▸ PAGE TEXT

☆ ☆ ☆ ☆ ☆

Archive for the 'Financial deal of the week' Category

FairFX.com currency card

Saturday, July 5th, 2008

Spending money on holiday can be an expensive business - the problem is you often don’t know how much you’ve been charged for those cash withdrawals from the hole in the wall until you get home. Typically you get stung twice - first with a transaction charge (why?), secondly with a poor exchange rate. Alternatives to now have been travellers’ cheques (a nuisance to change and not very flexible), or changing all your money before you left home (not a good idea to wander around Naples with a thousand euro in your back pocket. The new generation of currency cards is a much tidier idea, and the FairFX.com currency card
is hard to beat.

Here’s how it works. The FairFX.com currency card is a debit card, but one you charge up with currency before you leave home. You can get one for euros or US dollars, and it will cost you £9.95 to sign up (though moneysupermarket.com are doing a deal where you get the card free if you sign up before 31 August. FairFX says it delivers savings of 10 per cent against cash bought from a bureau de change and 5 per cent against ATM withdrawals or buying things on your debit or credit card. Cash withdrawals cost €1.50 or $2. Another bonus - exchange rates are fixed when you load the money on, not when you spend it, so you can lock in a good exchange rate if you’re smart on your timing.

The reason we like it is that FairFX says it aims to undercut major rival CaxtonFX at all times. Not written in stone, but the FairFX.com currency card is certainly cheap compared to the competition, some of whom run rates of 4 per cent. Of course you could get burned by exchange rates turning against you, and note that the money on the card doesn’t earn interest, so you’re losing on money that could have been ticking up interest on deposit. Beautifully simple and secure though, chip and pin protected, and a good option for youngsters setting out on their gap year travels perhaps?

Icesave savings accounts

Monday, May 26th, 2008

‘The base rate is five per cent and likely to fall…’ So starts the sales pitch from Landsbanki of Rykjavik for its one-year fixed rate Icesave savings account, fixed at a very interesting 7.01% AER for a year. Whether the base rate will fall from 5% is open to conjecture of course. The Bank of England was split down the middle on base rate during May 2008 and decided to leave interest rates unchanged. And a rise in interest rates is the Bank’s only real tool against rising inflation of course, and as we know inflation is creeping worryingly toward the 4% figure. But … this is a terrific rate of interest, and largely fuelled by the Credit Crunch. Banks are so short of cash that they are having to offer increasingly good rates of interest, well above the Base Rate, to entice us to deposit with them. And Iceland’s banks, heavily leveraged and so with little reserves of their own, are desperate to get more cash in the vaults in order to keep liquid and keep trading.

☆ ☆ ☆ ☆ ☆

▸ REQUIREMENT 1
Decide whether each statement below agrees with the financial deals page, and for each answer yes or no, quoting the words of the page that settle it. (a) Signing up for the FairFX.com currency card costs £9.95. (b) On the FairFX.com card, exchange rates are fixed at the moment you spend the money. (c) The Icesave one-year savings account is fixed at 7.01% AER.

▸ EXTRACTED ENTRIES
☆ ☆ ☆ ☆ ☆

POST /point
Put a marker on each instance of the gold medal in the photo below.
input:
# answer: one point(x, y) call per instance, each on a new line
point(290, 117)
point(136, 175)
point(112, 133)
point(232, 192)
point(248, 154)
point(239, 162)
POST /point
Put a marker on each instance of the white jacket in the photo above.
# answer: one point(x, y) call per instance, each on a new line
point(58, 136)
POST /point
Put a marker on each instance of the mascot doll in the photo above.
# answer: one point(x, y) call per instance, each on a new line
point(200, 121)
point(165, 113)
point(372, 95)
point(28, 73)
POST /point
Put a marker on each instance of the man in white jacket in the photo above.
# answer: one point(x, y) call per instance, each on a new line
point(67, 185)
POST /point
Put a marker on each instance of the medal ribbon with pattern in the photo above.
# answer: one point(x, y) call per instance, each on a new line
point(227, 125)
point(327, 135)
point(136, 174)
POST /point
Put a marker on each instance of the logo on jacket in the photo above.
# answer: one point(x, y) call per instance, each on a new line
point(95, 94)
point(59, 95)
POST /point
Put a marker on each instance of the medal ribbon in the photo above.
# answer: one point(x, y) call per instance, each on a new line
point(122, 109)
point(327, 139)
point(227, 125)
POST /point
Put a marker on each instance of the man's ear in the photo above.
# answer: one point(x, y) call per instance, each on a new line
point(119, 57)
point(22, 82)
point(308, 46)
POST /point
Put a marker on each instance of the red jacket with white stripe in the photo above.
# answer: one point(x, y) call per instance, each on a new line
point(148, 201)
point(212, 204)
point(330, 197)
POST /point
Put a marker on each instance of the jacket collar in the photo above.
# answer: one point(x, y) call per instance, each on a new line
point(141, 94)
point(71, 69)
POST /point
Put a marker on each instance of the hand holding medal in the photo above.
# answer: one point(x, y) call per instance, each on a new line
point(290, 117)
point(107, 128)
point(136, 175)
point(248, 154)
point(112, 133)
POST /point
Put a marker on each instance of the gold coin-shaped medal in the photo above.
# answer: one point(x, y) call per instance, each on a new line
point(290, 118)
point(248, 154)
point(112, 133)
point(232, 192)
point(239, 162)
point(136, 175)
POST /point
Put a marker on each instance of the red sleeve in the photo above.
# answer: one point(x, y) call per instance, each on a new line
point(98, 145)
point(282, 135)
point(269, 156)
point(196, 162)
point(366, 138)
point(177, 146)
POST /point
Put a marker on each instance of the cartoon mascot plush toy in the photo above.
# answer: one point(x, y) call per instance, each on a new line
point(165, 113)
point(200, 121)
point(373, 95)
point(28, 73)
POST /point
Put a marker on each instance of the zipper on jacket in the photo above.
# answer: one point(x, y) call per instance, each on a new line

☆ ☆ ☆ ☆ ☆

▸ REQUIREMENT 2
Select every line of the records that contains the string "gold", treating uppercase and lowercase as different.

▸ CORRECT ANSWER 1
(a) Yes: "it will cost you £9.95 to sign up"
(b) No: "exchange rates are fixed when you load the money on, not when you spend it"
(c) Yes: "fixed at a very interesting 7.01% AER for a year"

▸ CORRECT ANSWER 2
Put a marker on each instance of the gold medal in the photo below.
Put a marker on each instance of the gold coin-shaped medal in the photo above.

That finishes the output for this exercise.